Output each of the records below verbatim, character for character, with no changes.

[start ENTRIES SUPPLIED]

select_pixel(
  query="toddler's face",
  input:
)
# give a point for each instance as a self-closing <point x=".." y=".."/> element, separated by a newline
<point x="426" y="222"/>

[end ENTRIES SUPPLIED]

SOLUTION TO THIS TASK ->
select_pixel(
  query="toddler's face",
  input:
)
# give a point for each instance as a self-closing <point x=".." y=".."/> element, separated by a newline
<point x="426" y="222"/>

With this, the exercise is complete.